◆ Exercise ◆
Look through the listing below and write out exactly the lines from the line with "Guideline: for each instance of the racket" to the line with "Guideline: for each instance of the person", both included, and no others.

◆ Records to use ◆
--

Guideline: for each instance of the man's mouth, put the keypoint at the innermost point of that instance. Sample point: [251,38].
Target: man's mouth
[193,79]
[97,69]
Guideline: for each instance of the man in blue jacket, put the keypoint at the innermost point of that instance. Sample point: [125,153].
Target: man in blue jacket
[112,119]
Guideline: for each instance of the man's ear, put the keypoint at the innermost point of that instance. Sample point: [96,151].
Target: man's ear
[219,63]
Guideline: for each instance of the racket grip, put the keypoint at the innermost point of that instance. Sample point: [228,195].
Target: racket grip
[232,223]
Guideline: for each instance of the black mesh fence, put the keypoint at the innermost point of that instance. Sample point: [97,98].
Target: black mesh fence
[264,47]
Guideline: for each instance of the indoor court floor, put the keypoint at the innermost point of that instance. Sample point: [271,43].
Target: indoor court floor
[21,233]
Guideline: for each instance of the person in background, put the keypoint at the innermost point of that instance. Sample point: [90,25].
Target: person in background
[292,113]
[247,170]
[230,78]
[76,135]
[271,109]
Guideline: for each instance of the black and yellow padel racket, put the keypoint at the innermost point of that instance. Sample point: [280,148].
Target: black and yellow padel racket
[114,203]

--

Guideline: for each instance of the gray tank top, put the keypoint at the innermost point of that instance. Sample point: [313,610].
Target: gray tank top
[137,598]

--

◆ Answer below ◆
Guideline: for each instance of the racket grip, put the keypoint at the innermost point of that instance. Sample point: [228,195].
Target: racket grip
[232,223]
Guideline: for each instance of the black mesh fence, put the keypoint at the innermost point of that instance. Sample point: [97,98].
Target: black mesh fence
[264,47]
Guideline: for each instance of the indoor court floor, put the keypoint at the innermost point of that instance. Sample point: [271,43].
Target: indoor court floor
[21,233]
Guideline: for each instance of the person in background, put the keypoint at the innermost point of that instance. Sample point: [90,25].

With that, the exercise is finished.